**What you are asked to do**
Find every line in the listing below that contains the string "mark", and copy each of those lines.

[Lines of data]
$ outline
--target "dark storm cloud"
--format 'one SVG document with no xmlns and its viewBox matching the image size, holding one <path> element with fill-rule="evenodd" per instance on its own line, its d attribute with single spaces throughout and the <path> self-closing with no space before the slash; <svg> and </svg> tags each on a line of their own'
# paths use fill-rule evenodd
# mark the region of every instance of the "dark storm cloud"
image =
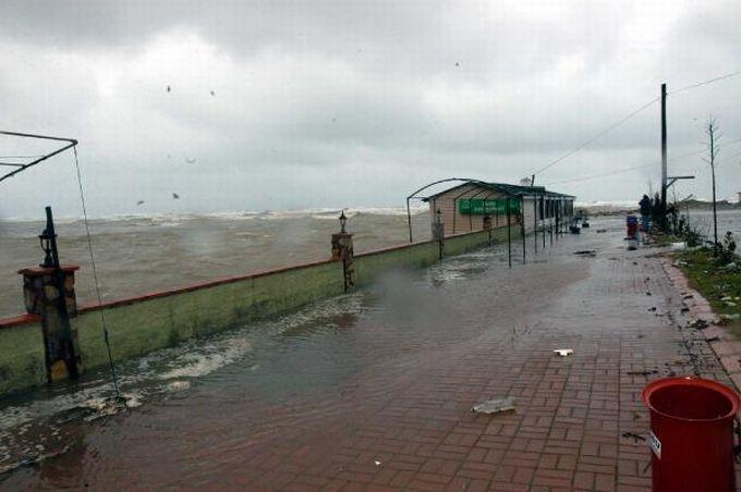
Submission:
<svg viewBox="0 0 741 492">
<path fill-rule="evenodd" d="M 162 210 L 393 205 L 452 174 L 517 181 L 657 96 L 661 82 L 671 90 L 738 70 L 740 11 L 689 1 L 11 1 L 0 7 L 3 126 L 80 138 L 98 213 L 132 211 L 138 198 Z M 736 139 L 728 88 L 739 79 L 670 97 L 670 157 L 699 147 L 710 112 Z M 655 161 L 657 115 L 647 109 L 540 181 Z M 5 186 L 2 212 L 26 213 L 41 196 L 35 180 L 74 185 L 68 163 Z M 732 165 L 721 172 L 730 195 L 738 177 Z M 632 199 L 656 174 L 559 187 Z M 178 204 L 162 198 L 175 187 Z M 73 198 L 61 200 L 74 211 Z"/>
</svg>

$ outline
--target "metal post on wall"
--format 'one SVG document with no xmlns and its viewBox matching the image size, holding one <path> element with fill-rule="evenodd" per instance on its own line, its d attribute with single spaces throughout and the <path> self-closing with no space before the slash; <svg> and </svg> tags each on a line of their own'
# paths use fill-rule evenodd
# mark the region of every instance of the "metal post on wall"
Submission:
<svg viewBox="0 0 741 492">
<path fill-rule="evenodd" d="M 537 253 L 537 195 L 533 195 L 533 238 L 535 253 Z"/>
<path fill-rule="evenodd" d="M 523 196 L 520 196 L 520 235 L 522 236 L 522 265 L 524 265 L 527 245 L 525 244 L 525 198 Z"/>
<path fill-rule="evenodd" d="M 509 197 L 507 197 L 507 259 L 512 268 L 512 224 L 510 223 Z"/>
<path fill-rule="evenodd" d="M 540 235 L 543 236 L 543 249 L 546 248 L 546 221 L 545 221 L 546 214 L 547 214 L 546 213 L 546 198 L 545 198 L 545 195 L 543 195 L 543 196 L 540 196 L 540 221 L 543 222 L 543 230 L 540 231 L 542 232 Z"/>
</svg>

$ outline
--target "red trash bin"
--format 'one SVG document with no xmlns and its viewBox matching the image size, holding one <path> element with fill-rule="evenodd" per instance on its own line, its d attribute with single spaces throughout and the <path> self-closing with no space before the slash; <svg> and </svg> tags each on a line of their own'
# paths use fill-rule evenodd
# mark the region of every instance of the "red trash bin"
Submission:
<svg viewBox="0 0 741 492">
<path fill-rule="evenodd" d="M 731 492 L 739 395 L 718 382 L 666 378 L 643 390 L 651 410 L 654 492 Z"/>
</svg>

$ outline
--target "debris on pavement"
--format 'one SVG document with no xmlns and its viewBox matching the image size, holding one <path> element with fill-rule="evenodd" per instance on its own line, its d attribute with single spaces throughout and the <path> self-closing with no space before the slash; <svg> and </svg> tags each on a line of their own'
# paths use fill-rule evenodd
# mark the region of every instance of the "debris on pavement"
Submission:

**Completed exercise**
# mark the region of every instance of the "dark storm cloud"
# mark the region of every instance of the "metal post on wall"
# mark the region of every instance of the "red trash bin"
# mark the region of every instance of the "debris on pavement"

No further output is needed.